§ Jobs
(A) According to the VLFeat k-means page, which of the two k-means implementations requires fewer distance computations?
(B) Duplicate the portion of the VLFeat k-means page starting at "VLFeat includes a" and ending at "k-means API reference.".

§ Passage to read
** Begin **
VLFeat includes a basic implementation of k-means clustering and hierarchical k-means clustering. They are designed to be lightweight in order to work on large datasets. In particular, they assume that the data are vectors of unsigned chars (one byte). While this is limiting for some application, it works well for clustering image descriptors, where very high precision is usually unnecessary. For more details, see the Integer k-means API reference.
Usage
Integer k-means (IKM) is run by the command
vl_ikmeans. In order to demonstrate the usage of this
command, we sample 1000 random points in the
[0,255]^2
integer square and use
vl_ikmeans to get k=3
clusters:
K = 3 ;
data = uint8(rand(2,1000) * 255) ;
[C,A] = vl_ikmeans(data,K) ;
The program returns both the cluster centers C and the
data-to-cluster assignments
A. By means of the cluster
centers
C we can project more data on the same clusters
datat = uint8(rand(2,10000) * 255) ;
AT = vl_ikmeanspush(datat,C) ;
In order to visualize the results, we associate to each cluster a color and we plot the points:
cl = get(gca,'ColorOrder') ;
ncl = size(cl,1) ;
for k=1:K
sel = find(A == k) ;
selt = find(AT == k) ;
plot(data(1,sel), data(2,sel), '.',...
'Color',cl(mod(k,ncl)+1,:)) ;
plot(datat(1,selt),datat(2,selt),'+',...
'Color',cl(mod(k,ncl)+1,:)) ;
end
Elkan
VLFeat supports two different implementations of k-means. While
they produce identical output, the Elkan method requires fewer
distance computations. The method parameters controls
which method is used. Consider the case when
K=100 and our
data is now 128 dimensional (e.g. SIFT descriptors):
K=100;
data = uint8(rand(128,10000) * 255);
tic;
[C,A] = vl_ikmeans(data,K,'method', 'lloyd') ; % default
t_lloyd = toc
tic;
[C,A] = vl_ikmeans(data,K,'method', 'elkan') ;
t_elkan = toc
t_lloyd =
10.2884
t_elkan =
5.1405
** End **
§ Stored rows
** Begin **
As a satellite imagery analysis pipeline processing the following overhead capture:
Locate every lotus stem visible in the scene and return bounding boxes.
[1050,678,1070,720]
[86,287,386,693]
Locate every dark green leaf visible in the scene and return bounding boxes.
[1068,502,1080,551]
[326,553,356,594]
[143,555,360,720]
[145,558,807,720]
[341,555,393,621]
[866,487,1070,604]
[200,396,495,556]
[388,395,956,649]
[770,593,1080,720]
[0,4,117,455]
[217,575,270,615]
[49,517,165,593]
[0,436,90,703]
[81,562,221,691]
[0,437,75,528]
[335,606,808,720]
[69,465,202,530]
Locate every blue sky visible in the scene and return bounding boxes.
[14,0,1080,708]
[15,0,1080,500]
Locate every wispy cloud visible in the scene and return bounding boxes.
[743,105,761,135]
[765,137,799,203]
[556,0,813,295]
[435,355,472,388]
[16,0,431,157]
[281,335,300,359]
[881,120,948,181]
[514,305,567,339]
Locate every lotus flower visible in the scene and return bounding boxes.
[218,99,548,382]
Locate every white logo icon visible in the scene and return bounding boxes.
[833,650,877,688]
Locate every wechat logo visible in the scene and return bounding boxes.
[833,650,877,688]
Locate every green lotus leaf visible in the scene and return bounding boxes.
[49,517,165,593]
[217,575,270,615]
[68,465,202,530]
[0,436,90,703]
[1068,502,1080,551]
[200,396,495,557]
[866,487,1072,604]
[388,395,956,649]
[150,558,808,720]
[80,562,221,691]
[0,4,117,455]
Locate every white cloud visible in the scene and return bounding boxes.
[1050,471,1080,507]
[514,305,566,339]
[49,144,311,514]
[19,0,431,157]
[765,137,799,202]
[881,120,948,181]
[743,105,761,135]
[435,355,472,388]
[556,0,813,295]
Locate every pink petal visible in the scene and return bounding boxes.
** End **
§ Solutions per task
(A) The Elkan method requires fewer distance computations.

(B)
VLFeat includes a basic implementation of k-means clustering and hierarchical k-means clustering. They are designed to be lightweight in order to work on large datasets. In particular, they assume that the data are vectors of unsigned chars (one byte). While this is limiting for some application, it works well for clustering image descriptors, where very high precision is usually unnecessary. For more details, see the Integer k-means API reference.